Exercise
Could you copy out every one of the records below, line for line and unchanged?

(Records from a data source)
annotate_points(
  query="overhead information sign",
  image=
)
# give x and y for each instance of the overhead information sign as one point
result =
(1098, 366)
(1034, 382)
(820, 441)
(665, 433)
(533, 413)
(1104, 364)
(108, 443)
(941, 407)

Written solution
annotate_points(
  query="overhead information sign",
  image=
)
# give x and y for each instance of the overhead information sign as one point
result =
(1098, 366)
(1034, 382)
(820, 441)
(665, 433)
(533, 413)
(1104, 364)
(108, 443)
(941, 407)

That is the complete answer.